THE REQUEST :: Echo each of the records below word for word, keeping every line unchanged.

STORED DATA ::

==================================================

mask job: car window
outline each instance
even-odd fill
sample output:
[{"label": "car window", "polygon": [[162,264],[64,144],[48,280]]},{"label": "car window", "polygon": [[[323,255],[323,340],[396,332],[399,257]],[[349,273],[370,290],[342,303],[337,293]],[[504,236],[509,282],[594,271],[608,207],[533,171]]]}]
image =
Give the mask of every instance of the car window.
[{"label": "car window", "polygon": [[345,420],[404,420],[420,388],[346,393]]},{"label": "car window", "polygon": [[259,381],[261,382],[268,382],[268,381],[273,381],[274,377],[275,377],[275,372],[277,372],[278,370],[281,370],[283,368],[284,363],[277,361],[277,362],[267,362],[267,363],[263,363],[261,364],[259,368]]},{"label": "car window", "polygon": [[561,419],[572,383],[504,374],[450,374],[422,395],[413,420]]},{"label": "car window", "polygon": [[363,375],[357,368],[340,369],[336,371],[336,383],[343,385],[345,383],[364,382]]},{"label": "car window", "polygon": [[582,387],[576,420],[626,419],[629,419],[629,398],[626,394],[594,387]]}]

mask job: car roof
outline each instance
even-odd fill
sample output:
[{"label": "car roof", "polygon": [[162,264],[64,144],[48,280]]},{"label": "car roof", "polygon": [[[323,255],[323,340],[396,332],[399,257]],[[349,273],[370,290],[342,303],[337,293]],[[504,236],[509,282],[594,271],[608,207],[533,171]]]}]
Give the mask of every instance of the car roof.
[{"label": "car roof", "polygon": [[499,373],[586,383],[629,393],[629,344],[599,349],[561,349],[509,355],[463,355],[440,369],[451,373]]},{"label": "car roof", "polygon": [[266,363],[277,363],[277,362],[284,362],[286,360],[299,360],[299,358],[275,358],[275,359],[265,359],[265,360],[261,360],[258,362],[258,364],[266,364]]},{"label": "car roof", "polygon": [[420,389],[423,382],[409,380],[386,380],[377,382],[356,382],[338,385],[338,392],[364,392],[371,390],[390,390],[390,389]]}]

==================================================

REPLY ::
mask job: car window
outline each instance
even-odd fill
sample output:
[{"label": "car window", "polygon": [[162,264],[64,144],[48,280]]},{"label": "car window", "polygon": [[[323,255],[323,340],[396,332],[399,257]],[[349,273],[370,290],[342,303],[337,293]],[[504,236],[509,282],[594,271],[608,207],[533,171]]]}]
image =
Give the mask of every instance of the car window.
[{"label": "car window", "polygon": [[345,420],[404,420],[420,388],[346,393]]},{"label": "car window", "polygon": [[259,381],[261,382],[268,382],[268,381],[273,381],[274,377],[275,377],[275,372],[277,372],[278,370],[281,370],[283,368],[284,363],[277,361],[277,362],[267,362],[267,363],[263,363],[261,364],[259,368]]},{"label": "car window", "polygon": [[561,419],[572,383],[504,374],[450,374],[422,395],[413,420]]},{"label": "car window", "polygon": [[363,375],[357,368],[340,369],[336,371],[336,383],[343,385],[345,383],[364,382]]},{"label": "car window", "polygon": [[582,387],[576,420],[626,419],[629,419],[629,398],[626,394],[594,387]]}]

mask job: car roof
outline each instance
even-odd fill
sample output:
[{"label": "car roof", "polygon": [[162,264],[64,144],[48,280]]},{"label": "car roof", "polygon": [[[323,255],[323,340],[396,332],[399,257]],[[349,273],[370,290],[342,303],[337,293]],[[504,236],[509,282],[594,271],[608,207],[533,171]]]}]
Give the mask of every instance of the car roof.
[{"label": "car roof", "polygon": [[499,373],[586,383],[629,393],[629,344],[599,349],[561,349],[509,355],[463,355],[440,369],[451,373]]},{"label": "car roof", "polygon": [[266,363],[277,363],[277,362],[284,362],[286,360],[299,360],[299,358],[275,358],[275,359],[265,359],[265,360],[261,360],[258,362],[258,364],[266,364]]},{"label": "car roof", "polygon": [[420,389],[423,382],[409,380],[386,380],[377,382],[356,382],[338,385],[338,392],[364,392],[371,390],[390,390],[390,389]]}]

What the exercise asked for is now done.